— Given request —
Beginning with the line where "TARGET: deciduous tree" appears, retype every remaining line of the data below, both the first and last included.

— Entries shown —

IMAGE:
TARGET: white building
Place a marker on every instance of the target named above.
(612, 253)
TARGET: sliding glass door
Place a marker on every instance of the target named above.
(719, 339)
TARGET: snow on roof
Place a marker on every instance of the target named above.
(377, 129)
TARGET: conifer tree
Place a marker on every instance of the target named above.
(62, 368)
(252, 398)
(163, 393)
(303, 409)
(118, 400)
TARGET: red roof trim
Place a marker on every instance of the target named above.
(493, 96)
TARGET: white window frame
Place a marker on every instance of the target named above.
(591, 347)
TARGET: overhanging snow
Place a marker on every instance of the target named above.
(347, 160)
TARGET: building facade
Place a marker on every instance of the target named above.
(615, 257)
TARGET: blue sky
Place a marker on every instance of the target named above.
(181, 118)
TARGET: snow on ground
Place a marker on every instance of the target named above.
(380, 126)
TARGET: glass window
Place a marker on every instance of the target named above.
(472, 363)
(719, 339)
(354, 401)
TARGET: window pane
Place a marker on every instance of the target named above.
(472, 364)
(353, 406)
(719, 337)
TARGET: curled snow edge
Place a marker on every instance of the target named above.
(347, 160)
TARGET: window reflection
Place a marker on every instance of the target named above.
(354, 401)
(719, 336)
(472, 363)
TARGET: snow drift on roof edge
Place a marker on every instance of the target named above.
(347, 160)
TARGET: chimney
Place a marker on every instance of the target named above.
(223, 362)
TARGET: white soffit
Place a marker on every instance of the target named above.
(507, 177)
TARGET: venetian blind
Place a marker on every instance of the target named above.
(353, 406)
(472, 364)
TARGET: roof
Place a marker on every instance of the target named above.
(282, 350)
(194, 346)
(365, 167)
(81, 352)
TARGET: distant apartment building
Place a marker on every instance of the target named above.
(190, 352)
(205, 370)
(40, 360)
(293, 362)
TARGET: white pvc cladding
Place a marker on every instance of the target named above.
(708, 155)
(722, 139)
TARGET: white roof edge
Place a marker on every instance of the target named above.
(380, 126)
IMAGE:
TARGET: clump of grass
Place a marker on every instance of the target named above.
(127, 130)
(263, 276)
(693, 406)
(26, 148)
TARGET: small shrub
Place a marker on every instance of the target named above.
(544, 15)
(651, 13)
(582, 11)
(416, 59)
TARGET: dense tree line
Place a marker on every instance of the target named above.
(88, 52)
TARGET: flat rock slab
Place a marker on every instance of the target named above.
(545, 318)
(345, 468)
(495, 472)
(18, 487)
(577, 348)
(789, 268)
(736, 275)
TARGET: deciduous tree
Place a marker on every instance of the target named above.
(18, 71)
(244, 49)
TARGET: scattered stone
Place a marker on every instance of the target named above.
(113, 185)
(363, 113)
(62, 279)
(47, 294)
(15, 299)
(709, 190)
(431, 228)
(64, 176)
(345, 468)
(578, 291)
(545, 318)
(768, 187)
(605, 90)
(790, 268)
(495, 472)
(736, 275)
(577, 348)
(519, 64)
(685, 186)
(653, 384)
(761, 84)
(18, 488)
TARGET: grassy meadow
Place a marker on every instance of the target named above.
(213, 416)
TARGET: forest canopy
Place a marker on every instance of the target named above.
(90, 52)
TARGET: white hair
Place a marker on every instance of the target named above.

— Output below —
TARGET: deciduous tree
Place a marker on every instance of the target named above.
(18, 71)
(244, 49)
TARGET: scattered stone
Place a marker on every instance of the target named above.
(113, 185)
(363, 113)
(62, 279)
(47, 294)
(15, 299)
(709, 190)
(431, 228)
(64, 176)
(345, 468)
(578, 291)
(545, 318)
(768, 187)
(605, 90)
(790, 268)
(495, 472)
(736, 275)
(577, 348)
(519, 64)
(685, 186)
(653, 384)
(761, 84)
(18, 488)
TARGET: grassy meadow
Place a marker on every instance of the target named above.
(213, 416)
TARGET: forest canopy
Place a marker on every instance of the target named above.
(90, 52)
TARGET: white hair
Place a marker on every instance of the target named above.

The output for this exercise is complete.